**DATASET ENTRIES:**
----
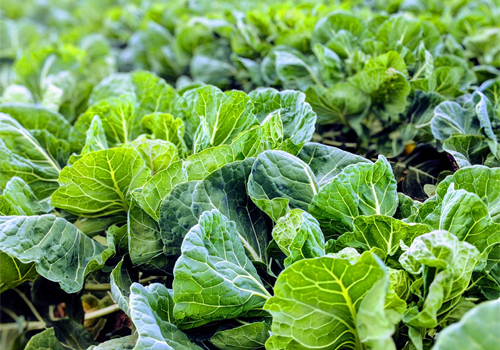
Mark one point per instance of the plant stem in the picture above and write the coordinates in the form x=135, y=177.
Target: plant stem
x=104, y=287
x=102, y=312
x=26, y=325
x=30, y=305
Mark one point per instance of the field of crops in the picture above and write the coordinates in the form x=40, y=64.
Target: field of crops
x=245, y=175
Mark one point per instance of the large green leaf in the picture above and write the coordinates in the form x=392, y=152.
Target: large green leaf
x=299, y=237
x=326, y=162
x=382, y=232
x=341, y=103
x=19, y=199
x=446, y=266
x=450, y=118
x=152, y=92
x=213, y=278
x=361, y=189
x=466, y=216
x=145, y=243
x=59, y=250
x=476, y=330
x=36, y=117
x=224, y=190
x=279, y=179
x=337, y=21
x=383, y=79
x=165, y=127
x=120, y=119
x=200, y=165
x=481, y=181
x=157, y=154
x=297, y=115
x=23, y=156
x=151, y=312
x=319, y=303
x=100, y=182
x=467, y=149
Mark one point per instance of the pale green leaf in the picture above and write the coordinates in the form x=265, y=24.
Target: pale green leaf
x=151, y=312
x=59, y=250
x=250, y=336
x=299, y=237
x=225, y=190
x=213, y=278
x=100, y=182
x=477, y=330
x=279, y=175
x=361, y=189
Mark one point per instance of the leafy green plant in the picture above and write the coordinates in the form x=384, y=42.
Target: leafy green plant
x=227, y=212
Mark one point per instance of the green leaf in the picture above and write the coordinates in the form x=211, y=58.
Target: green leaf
x=382, y=232
x=466, y=216
x=299, y=237
x=341, y=103
x=157, y=154
x=326, y=162
x=383, y=78
x=121, y=281
x=407, y=207
x=145, y=242
x=59, y=250
x=152, y=92
x=120, y=119
x=165, y=127
x=481, y=181
x=225, y=114
x=361, y=189
x=319, y=303
x=14, y=272
x=335, y=22
x=45, y=340
x=23, y=156
x=467, y=150
x=297, y=115
x=99, y=183
x=476, y=330
x=151, y=310
x=279, y=175
x=250, y=336
x=19, y=199
x=96, y=137
x=450, y=118
x=224, y=190
x=198, y=166
x=213, y=278
x=36, y=117
x=446, y=265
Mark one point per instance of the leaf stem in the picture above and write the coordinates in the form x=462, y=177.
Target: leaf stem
x=28, y=325
x=102, y=312
x=30, y=305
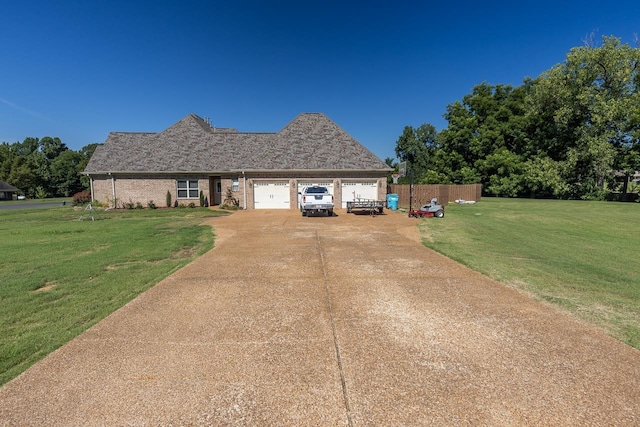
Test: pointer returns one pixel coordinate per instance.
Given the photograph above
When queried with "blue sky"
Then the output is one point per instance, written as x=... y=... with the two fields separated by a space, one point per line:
x=80 y=69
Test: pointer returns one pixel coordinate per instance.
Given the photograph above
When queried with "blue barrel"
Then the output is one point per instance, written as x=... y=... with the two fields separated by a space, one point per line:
x=392 y=201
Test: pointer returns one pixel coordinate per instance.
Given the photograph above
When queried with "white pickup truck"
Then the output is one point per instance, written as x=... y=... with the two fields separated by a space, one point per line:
x=316 y=199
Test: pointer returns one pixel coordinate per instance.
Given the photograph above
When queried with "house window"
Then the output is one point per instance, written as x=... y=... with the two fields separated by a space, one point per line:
x=188 y=189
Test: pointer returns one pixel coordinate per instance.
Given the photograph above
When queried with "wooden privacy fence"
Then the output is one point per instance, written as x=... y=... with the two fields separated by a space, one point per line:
x=423 y=193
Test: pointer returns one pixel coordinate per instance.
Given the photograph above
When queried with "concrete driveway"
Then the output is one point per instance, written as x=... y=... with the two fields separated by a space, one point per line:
x=339 y=321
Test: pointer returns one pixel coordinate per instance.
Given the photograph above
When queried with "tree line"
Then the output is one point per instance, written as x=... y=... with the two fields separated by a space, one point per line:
x=45 y=167
x=571 y=133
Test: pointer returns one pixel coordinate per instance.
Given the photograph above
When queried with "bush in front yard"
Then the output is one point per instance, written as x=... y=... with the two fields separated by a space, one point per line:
x=81 y=198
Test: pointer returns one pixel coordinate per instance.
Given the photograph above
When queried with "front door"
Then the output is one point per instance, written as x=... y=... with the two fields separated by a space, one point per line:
x=216 y=189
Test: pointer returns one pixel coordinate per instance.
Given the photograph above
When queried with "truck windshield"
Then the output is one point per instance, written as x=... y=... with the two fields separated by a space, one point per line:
x=316 y=190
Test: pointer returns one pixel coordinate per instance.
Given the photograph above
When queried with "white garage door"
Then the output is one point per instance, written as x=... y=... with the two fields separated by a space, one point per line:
x=352 y=191
x=271 y=195
x=303 y=184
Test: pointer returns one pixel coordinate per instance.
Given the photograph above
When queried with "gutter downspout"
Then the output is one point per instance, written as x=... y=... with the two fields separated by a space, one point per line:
x=113 y=191
x=244 y=192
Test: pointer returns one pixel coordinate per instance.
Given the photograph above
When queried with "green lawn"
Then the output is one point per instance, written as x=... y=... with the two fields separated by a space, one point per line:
x=59 y=275
x=580 y=256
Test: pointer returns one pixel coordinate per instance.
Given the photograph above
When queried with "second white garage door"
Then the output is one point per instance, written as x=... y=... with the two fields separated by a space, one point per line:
x=271 y=195
x=358 y=190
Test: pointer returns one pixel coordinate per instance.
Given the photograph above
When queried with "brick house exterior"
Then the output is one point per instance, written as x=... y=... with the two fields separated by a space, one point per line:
x=261 y=170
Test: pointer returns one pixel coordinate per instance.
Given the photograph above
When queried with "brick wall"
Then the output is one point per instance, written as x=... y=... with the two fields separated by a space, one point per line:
x=146 y=188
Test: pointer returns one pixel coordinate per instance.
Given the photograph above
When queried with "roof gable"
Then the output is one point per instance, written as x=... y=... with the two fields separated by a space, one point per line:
x=311 y=141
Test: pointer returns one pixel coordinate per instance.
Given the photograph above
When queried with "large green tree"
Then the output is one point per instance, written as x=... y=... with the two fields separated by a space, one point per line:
x=592 y=100
x=486 y=140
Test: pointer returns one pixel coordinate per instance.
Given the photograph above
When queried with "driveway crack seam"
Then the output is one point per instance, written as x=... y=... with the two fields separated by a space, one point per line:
x=345 y=393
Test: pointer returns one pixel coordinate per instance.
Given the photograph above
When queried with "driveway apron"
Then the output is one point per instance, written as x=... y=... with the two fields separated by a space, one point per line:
x=343 y=321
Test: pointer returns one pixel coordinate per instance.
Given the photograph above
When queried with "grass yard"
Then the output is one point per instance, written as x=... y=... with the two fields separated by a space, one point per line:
x=580 y=256
x=59 y=276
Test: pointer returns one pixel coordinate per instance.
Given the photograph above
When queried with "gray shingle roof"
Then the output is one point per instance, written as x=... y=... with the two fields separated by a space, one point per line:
x=4 y=186
x=311 y=141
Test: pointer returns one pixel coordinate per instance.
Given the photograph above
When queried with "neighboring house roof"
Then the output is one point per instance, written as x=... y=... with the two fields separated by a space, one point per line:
x=7 y=187
x=310 y=142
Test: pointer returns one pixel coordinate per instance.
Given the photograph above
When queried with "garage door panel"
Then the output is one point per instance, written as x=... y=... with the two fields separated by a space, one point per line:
x=271 y=195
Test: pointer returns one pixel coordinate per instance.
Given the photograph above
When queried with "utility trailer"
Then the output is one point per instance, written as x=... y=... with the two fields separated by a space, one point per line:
x=429 y=210
x=366 y=205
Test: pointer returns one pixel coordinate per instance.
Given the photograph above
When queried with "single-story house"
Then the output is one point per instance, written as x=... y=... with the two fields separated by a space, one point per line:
x=259 y=170
x=7 y=191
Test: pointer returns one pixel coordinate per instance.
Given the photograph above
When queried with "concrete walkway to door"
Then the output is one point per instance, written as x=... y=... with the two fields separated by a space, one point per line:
x=348 y=320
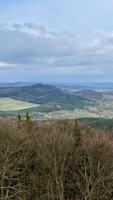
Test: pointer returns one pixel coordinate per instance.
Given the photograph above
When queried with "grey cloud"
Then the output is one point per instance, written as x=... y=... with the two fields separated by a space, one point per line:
x=20 y=45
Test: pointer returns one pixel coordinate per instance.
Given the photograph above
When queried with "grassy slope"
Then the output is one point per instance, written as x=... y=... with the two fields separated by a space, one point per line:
x=9 y=104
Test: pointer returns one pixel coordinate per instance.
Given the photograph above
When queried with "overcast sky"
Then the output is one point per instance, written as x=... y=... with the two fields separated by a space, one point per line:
x=56 y=40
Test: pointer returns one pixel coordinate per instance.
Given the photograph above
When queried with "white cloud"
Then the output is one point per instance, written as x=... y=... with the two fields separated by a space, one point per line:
x=33 y=46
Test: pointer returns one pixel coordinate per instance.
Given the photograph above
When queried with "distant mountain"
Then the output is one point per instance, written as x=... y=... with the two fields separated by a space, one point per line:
x=89 y=94
x=43 y=94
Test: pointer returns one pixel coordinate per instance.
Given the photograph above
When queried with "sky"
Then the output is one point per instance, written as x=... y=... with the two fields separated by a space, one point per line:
x=56 y=40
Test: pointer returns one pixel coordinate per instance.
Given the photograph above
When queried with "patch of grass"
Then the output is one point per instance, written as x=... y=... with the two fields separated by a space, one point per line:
x=9 y=104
----
**AIM:** Copy every line of the rows above that contains the word "large", matching its case exactly.

**EXERCISE RESPONSE:**
Mark one point per instance of the large green leaf in the picture above and write the coordinates in the form x=392, y=152.
Target: large green leaf
When queried with "large green tree"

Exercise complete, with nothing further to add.